→ THE TASK: Return the passage of the text on the Queen and British sport that begins at the words "Indeed, when you" and stops after "just being there?", copied without any change.
=== SELECTED EXCERPT ===
Updated 09/09/2022 at 14:32 GMT

After the death of Her Majesty Queen Elizabeth II, aged 96, on Thursday, Ian Chadband pays tribute to Her Majesty’s sense of duty in supporting the nation’s pastimes, be it polo or pigeon racing. It was that sense of duty that made her both British sport’s most dutiful servant and also its star attraction.

Bobby Moore receives the Jules Rimet World Cup trophy from the Queen of England after beating West Germany in the final in 1966

Image credit: Getty Images

By many accounts, beyond her unquenchable passion for equestrianism, and horse racing in particular, the Queen wasn’t actually the most avid fan of all sports.
There were some she could take - motor racing was one of her fancies - and evidently others she could happily leave.
Take FA Cup finals. She bypassed them year after year once she’d presented the trophy to Southampton’s Peter Rodrigues back in 1976. After all, the joke went, she’d seen it all after watching the Saints beat Manchester United.
Yet, as in so many other walks of her extraordinary life, the Queen understood implicitly her duty in supporting the nation’s pastimes, be it polo or pigeon racing.
A figurehead at 70 different sports organisations - yes, it really did include the North Road Championship Club for pigeon fanciers - there was not one which her patronage could not enhance.
For here was someone who was both British sport’s most dutiful servant while also being its star attraction.
Indeed, when you gaze back at defining stories of British sport over her extraordinary reign, how many of those plot lines were gilded simply by her just being there?
The 1953 Matthews FA Cup final, Gordon Richards’ Coronation Derby win on Pinza that same year, the 1966 World Cup final, Virginia Wade’s 1977 Wimbledon win, the 2012 Olympic opening ceremony, countless Commonwealth Games … sporting pictures framed for ever in the mind’s eye with the Queen at the epicentre.
Look at Bobby Moore, after wiping his hands so as not to sully her pristine white gloves, about to collect the gleaming Jules Rimet from the dazzling yellow-clad monarch.
What a picture; a young sporting king and a nation’s Queen freeze-framed in one perfect moment.
=== LISTED RECORDS ===
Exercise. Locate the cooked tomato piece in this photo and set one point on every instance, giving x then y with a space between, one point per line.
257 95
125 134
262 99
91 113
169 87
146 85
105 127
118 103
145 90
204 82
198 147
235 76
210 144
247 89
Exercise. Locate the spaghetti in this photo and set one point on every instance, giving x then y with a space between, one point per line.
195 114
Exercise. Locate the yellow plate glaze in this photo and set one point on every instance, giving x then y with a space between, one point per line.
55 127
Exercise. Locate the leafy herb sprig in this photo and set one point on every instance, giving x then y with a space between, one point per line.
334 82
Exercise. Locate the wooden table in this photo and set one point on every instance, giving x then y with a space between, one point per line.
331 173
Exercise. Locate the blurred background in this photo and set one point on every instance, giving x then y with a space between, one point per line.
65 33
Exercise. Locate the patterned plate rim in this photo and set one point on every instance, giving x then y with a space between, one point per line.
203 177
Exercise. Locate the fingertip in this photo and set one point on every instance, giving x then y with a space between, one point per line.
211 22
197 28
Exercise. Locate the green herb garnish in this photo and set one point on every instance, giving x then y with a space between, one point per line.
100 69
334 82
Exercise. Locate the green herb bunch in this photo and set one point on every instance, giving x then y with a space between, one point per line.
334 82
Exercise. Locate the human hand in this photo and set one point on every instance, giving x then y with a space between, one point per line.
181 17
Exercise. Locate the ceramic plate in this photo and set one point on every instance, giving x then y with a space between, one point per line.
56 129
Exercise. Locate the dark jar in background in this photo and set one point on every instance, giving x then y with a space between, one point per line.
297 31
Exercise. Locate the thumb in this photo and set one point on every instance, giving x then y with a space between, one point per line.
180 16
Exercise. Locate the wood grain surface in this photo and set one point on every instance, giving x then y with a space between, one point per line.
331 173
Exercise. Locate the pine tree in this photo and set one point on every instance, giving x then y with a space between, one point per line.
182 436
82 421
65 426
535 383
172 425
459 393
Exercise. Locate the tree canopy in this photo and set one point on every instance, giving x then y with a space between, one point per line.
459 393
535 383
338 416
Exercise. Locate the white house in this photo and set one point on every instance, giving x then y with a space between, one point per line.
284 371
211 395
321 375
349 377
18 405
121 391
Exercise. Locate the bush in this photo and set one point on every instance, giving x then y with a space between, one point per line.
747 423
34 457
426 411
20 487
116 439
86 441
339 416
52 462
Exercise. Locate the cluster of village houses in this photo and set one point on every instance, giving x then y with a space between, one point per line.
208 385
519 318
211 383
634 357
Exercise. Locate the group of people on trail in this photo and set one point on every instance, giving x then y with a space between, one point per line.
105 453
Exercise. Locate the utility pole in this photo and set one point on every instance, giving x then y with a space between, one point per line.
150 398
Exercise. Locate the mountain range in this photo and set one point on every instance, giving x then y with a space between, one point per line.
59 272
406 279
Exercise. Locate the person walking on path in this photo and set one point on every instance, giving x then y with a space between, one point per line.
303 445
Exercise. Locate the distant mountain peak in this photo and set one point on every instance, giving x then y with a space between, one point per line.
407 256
===
→ TASK RESULT:
Indeed, when you gaze back at defining stories of British sport over her extraordinary reign, how many of those plot lines were gilded simply by her just being there?